> [WHAT IS REQUIRED] Repeat verbatim every line of the material, beginning at the line that holds "Question. For every instance of the orange-brown" and ending at its last line.

******************************

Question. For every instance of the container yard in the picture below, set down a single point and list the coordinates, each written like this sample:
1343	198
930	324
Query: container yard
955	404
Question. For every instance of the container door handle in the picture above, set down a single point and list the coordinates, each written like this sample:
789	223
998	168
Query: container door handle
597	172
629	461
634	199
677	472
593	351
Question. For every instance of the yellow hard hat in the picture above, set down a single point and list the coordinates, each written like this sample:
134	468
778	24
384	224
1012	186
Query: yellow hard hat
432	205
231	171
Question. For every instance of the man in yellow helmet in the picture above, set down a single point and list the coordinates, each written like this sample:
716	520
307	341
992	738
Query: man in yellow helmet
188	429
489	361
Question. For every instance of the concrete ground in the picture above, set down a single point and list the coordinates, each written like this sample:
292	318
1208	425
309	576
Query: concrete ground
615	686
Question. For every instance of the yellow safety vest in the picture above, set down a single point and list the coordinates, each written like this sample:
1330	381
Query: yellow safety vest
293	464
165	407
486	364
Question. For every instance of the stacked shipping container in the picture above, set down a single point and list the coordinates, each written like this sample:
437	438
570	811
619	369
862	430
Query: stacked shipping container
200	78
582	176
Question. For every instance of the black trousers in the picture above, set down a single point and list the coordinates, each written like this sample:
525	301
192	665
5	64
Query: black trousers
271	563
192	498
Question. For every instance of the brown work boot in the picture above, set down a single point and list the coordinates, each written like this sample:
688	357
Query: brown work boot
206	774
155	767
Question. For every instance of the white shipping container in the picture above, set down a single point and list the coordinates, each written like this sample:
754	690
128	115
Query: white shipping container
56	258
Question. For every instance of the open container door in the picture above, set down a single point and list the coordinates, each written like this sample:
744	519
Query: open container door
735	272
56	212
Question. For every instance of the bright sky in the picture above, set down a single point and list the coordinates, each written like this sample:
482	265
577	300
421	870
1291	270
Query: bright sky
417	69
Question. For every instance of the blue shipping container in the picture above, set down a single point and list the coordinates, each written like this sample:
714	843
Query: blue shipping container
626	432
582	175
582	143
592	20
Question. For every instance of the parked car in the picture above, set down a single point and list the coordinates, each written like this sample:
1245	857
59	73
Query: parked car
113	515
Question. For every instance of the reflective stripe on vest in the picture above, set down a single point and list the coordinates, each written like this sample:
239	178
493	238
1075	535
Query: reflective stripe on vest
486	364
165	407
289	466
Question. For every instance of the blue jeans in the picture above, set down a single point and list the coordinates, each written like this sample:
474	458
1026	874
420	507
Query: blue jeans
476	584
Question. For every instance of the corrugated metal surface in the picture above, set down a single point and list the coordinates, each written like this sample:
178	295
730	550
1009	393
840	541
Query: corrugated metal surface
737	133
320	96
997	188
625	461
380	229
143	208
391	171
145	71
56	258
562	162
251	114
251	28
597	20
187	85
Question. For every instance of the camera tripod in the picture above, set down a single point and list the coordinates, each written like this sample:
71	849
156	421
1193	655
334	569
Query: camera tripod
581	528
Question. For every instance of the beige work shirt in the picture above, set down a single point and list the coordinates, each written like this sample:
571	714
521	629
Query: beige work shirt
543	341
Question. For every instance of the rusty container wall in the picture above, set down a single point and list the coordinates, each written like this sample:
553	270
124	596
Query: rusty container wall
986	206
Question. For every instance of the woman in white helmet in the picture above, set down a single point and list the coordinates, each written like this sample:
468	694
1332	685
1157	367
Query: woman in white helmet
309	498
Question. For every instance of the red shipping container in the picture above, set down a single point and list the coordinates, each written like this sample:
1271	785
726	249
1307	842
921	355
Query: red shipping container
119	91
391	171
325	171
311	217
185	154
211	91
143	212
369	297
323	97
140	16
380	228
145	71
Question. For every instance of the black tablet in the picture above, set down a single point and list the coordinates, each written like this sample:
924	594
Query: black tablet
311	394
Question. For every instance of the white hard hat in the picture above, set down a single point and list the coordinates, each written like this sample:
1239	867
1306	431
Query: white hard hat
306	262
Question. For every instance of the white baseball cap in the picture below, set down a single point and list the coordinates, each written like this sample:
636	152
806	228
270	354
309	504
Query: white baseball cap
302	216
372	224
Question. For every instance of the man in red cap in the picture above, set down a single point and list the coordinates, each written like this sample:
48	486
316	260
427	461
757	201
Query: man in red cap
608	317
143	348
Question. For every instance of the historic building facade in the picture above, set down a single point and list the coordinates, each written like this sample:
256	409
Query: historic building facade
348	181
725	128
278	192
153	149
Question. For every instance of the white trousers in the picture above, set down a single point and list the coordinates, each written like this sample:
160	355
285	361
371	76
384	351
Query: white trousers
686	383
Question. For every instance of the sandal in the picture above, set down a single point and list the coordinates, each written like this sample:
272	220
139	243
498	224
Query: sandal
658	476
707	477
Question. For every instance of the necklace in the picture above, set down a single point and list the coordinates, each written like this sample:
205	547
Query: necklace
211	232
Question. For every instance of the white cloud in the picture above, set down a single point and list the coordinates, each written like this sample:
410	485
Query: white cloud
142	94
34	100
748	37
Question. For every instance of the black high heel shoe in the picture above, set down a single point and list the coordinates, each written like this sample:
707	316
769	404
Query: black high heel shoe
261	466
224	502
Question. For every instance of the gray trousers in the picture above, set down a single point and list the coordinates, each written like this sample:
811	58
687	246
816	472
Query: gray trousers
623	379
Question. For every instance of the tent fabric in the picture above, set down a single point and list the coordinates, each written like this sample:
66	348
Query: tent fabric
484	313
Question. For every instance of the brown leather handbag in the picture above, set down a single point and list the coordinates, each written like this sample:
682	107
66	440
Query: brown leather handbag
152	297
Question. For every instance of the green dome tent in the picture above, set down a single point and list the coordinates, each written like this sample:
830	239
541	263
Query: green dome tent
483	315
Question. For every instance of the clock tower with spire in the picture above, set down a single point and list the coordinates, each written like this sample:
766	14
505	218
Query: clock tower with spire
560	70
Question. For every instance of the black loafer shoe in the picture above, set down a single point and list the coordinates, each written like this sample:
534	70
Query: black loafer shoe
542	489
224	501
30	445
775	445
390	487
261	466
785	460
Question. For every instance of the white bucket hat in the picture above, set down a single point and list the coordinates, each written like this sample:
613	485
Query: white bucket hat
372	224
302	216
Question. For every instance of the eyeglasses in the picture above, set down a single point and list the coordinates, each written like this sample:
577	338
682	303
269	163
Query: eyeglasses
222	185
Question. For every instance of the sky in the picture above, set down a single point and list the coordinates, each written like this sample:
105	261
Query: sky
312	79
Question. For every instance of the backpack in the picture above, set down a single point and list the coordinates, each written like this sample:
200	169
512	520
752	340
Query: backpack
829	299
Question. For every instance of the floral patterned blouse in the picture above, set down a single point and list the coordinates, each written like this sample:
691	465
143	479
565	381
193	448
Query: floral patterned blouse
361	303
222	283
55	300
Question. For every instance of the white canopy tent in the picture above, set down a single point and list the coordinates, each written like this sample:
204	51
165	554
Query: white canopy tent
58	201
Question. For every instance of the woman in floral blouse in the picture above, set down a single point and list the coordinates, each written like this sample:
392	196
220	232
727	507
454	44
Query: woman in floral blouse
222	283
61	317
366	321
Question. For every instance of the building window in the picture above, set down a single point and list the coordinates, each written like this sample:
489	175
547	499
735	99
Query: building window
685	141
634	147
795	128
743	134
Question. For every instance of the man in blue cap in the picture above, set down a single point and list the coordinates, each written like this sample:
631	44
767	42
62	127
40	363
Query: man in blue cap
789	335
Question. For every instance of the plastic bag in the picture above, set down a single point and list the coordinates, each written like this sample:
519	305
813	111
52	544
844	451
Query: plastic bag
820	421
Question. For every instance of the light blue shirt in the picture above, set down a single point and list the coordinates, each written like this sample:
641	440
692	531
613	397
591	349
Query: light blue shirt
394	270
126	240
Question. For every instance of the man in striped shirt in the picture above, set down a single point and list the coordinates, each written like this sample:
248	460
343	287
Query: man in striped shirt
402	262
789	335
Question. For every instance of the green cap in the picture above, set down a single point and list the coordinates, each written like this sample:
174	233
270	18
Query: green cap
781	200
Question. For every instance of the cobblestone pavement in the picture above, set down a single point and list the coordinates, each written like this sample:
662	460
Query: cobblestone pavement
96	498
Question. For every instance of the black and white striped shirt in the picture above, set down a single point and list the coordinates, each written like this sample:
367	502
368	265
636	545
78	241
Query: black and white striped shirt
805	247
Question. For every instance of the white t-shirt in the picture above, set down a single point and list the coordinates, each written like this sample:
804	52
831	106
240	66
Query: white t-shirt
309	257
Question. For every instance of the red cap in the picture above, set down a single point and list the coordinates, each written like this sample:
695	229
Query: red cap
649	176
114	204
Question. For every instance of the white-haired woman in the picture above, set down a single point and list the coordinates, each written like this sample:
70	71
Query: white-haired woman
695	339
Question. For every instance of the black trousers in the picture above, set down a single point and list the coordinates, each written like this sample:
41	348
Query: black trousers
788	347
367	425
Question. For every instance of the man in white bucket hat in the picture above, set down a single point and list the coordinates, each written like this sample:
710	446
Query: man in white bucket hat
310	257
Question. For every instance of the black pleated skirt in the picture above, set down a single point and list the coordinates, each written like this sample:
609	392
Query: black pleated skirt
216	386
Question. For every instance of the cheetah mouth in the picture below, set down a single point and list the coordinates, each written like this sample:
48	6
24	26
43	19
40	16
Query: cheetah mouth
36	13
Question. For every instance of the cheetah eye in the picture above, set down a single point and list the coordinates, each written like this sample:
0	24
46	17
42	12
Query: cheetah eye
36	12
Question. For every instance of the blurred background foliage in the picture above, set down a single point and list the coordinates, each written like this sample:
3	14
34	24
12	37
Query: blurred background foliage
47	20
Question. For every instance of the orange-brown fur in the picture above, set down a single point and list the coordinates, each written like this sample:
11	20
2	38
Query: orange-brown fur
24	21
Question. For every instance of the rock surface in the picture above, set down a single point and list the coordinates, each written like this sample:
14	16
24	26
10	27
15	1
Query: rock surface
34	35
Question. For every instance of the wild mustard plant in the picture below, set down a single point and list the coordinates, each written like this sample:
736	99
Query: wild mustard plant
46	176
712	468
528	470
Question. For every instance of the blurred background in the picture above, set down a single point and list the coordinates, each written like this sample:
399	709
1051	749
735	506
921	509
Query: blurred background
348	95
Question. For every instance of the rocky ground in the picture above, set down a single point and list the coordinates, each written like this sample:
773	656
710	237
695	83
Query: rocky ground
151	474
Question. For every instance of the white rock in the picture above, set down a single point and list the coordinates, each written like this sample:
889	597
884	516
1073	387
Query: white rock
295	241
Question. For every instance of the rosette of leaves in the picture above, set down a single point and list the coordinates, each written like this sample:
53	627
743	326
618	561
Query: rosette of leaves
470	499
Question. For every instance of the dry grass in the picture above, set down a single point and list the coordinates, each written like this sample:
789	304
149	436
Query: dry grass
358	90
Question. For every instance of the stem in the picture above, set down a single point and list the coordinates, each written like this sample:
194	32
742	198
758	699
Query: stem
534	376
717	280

******************************

> [ANSWER]
Question. For every instance of the orange-brown fur in the picture above, set down a single point and list the coordinates, each written like this sample:
11	20
2	38
Query: orange-brown fur
24	21
Question. For every instance of the rock surface in the picture above, set down a single point and list the coordinates, each written like this sample:
14	16
24	26
10	27
15	1
Query: rock surface
34	35
Question. For every instance of the wild mustard plant in the picture below, set down a single point and list the coordinates, each written like this sample:
736	99
Query: wild mustard plant
46	176
712	468
528	470
Question. For every instance of the blurred background in the picture above, set down a single point and list the coordinates, each written like this sample:
399	709
1051	749
735	506
921	509
Query: blurred background
348	95
Question. For every instance of the rocky ground in the picture above, set down a single point and list the coordinates, each written like this sample:
773	656
710	237
695	83
Query: rocky ground
151	474
Question. For every instance of the white rock in the picture above, set down a single point and list the coordinates, each written like this sample:
889	597
884	516
1073	387
Query: white rock
295	241
Question. For every instance of the rosette of leaves in the picture above, set down a single point and list the coordinates, each written like this sample:
53	627
743	326
618	561
Query: rosette of leaves
470	499
Question. For every instance of the dry grass in the picture above, set down a single point and list the coordinates, each written like this sample:
789	304
149	436
Query: dry grass
358	90
Question. For every instance of the stem in the picture above, set down a single point and list the coordinates, each written like this sample:
194	32
742	198
758	699
Query: stem
534	376
717	280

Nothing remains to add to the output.